(Beginning of Reading text)
Gen Dickey said she dreads the day she will have to give up her driver's license.
Dickey, 75, and her 83-year-old husband, Don, take turns driving to make doctors' appointments, shop for groceries or meet their friends.
"Driving means independence," Dickey said.
As the population above 55 grows nearly twice as fast as the total population, more seniors are on the road. According to the National Traffic Safety Administration, more than 22 million licensed drivers are 65 years or older.
Despite their decades of experience, people older than 55 have to adjust their driving to age-related physical changes such as slowing reflexes, dimming eyesight and fading hearing.
Tips for older drivers
How to compensate for changes brought about by aging:
Limit driving to familiar areas.
Have regular medical and vision checkups.
Take medication in prescribed amounts.
Avoid prolonged hours of driving.
Don't drive in stressful traffic situations.
Warning signs to retire from driving:
Feel more nervous while driving.
Have trouble judging gaps in traffic.
Get lost more often.
Have difficulty staying in the lane of travel.
Respond slowly to unexpected situations.
One of the ways to refresh their driving skills is to take an eight-hour driver safety class by AARP.
The class helps older people recognize weaknesses and find ways to compensate for those physical changes. Seniors who take the class can get a reduction in their insurance payment.
AARP offers eight classes a year in Juneau.
"The class reminds people of things they have learned a long time ago," said Norma Jean McCorcle, assistant state coordination of AARP Alaska.
The Dickeys took the class with other seniors Tuesday and Thursday.
Students used workbooks with letters at least three times as big as those in an ordinary driver's manual. They tested themselves on their reaction time. They practiced turning their heads and rotating their bodies.
"You certainly need the exercise," said Ruth Pedersen, 72. "The older you get, the more stiff you are."
The students also identified driving distractions.
Don Dickey listed his wife as the biggest distraction.
(End of Reading text)
(Beginning of Provided material)
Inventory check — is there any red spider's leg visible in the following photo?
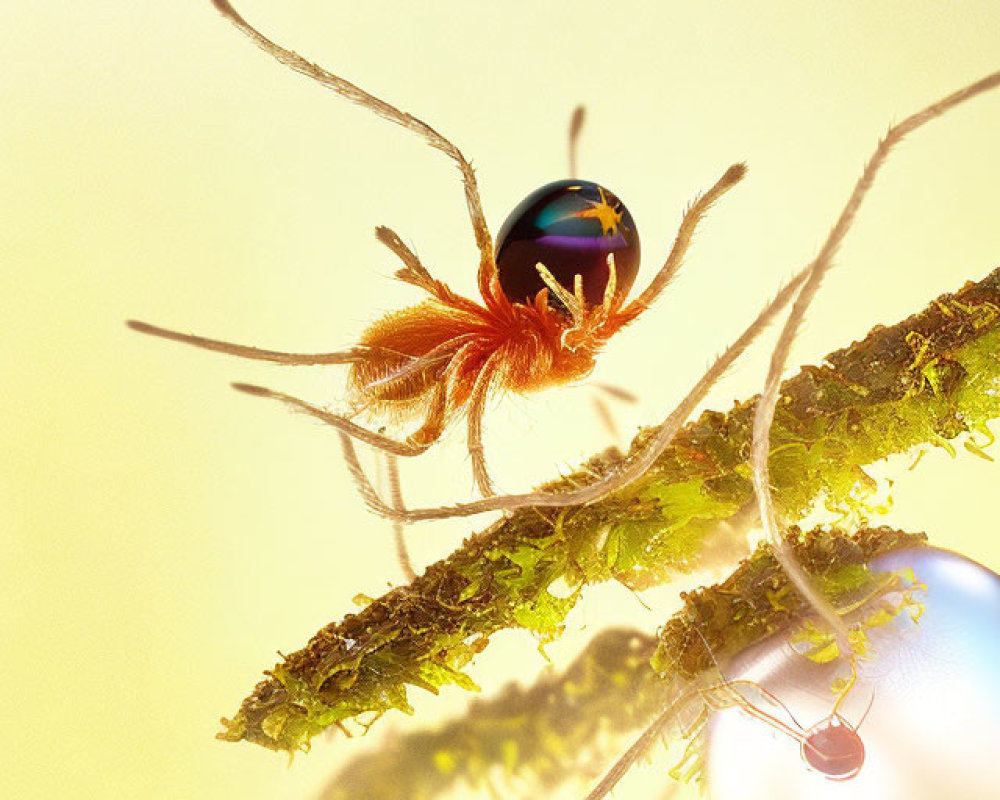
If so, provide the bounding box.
[468,350,503,497]
[616,164,747,325]
[232,383,444,456]
[383,453,417,581]
[569,105,587,178]
[212,0,496,288]
[126,319,371,366]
(End of Provided material)
▶ Task goal
Answer from the article on older drivers:
1. How old is Gen Dickey?
2. How long is the AARP driver safety class?
3. Whom did Don Dickey list as the biggest driving distraction?

▶ Result
1. 75
2. Eight hours
3. His wife